◆ **Required action A**: In the piece on light and photosynthesis, please restate the paragraph beginning "When you choose a light to grow algae" more briefly, keeping its main facts.
◆ **Required action B**: Translate this sentence from the piece on light and photosynthesis into Spanish: "When we talk about light for photosynthesis, we are talking about PAR (Photosynthetically Active Radiation)."
◆ **Required action C**: Carry on the piece on light and photosynthesis, starting after its final sentence.

◆ **Supplied passage**:
□ □ □
About light and photosynthesis
When we talk about light for photosynthesis, we are talking about PAR (Photosynthetically Active Radiation). This radiation consists of photons of light that are between 400-700nM in wavelength.
To choose the correct light for your culture, follow these three steps:
Step 1: Find the major pigments for your algae strain
Step 2: Choose a light that emits radiation in correct range (pretty much all lights) to be absorbed by the pigments in your algae.
Step 3: Set up your light next to your tank
Wavelengths of light and the pigments that catch them
Image 1: Electromagnetic spectrum targeting 400-700nM, the PAR or Photosynthetically Active Radiation
From that PAR algae and plants can absorb different wavelengths of light based upon the types of pigments that they exhibit. The some of the important pigments are:
- Chlorophyll-a- All plants, algae, and bacteria
- Chlorophyll-b- Chlorophytes and land plants
- Carotenoids- In all plants and algae
- Phycoerythrin- Red algae (Porphyridium , Rhodomonas )
- Phycocyanin- Cyanobacteria (spirulina, Arthrospira)
When you choose a light to grow algae, you want to make sure that the source is giving off energy at the correct wavelength. This is why you do not see ‘green’ lights being used as grow lamps- green light is generally not absorbed by Chl-a,b, carotenoids. However it is absorbed by the red pigment, phycoerythrine.
□ □ □
◆ **Available data**:
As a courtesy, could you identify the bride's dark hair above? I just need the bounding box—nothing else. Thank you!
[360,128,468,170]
□ □ □
◆ **Exercise response A**: A light for growing algae must give off energy at the correct wavelength. Green lights aren't used as grow lamps because Chl-a, Chl-b, and carotenoids generally don't absorb green light, though the red pigment phycoerythrine does.

◆ **Exercise response B**: Cuando hablamos de luz para la fotosíntesis, hablamos de PAR (radiación fotosintéticamente activa).

◆ **Exercise response C**:
Types of light sources for growing algae
When it comes to light sources your main choices are:
All of these will work for growing all the types of algae. To us, the most important choice is simply what will work with your operating and capital costs to set up your project.
LED lights for photosynthesis of algae
A lot of attention has been given to LED’s (light emitting diode) lately as they are a very efficient way to convert electrical energy to light, without wasting much energy as heat. We like them here at ARS. White LED’s (see the spectrum in Figure-4) emit energy in an number of wavelengths, many of them are useful for photosynthesis. However, much of the green light is not useful for algae. We at ARS use some LED’s in our operation, we like the white type because it allow our scientists to use our eyes to visually inspect the cultures. If we were to use the Red and Blue LED’s that are useful for photosynthesis we lose information to our eyes about the health of the cultures. Also, we love the pretty colors that the green light reflects- you have to love what you do, right?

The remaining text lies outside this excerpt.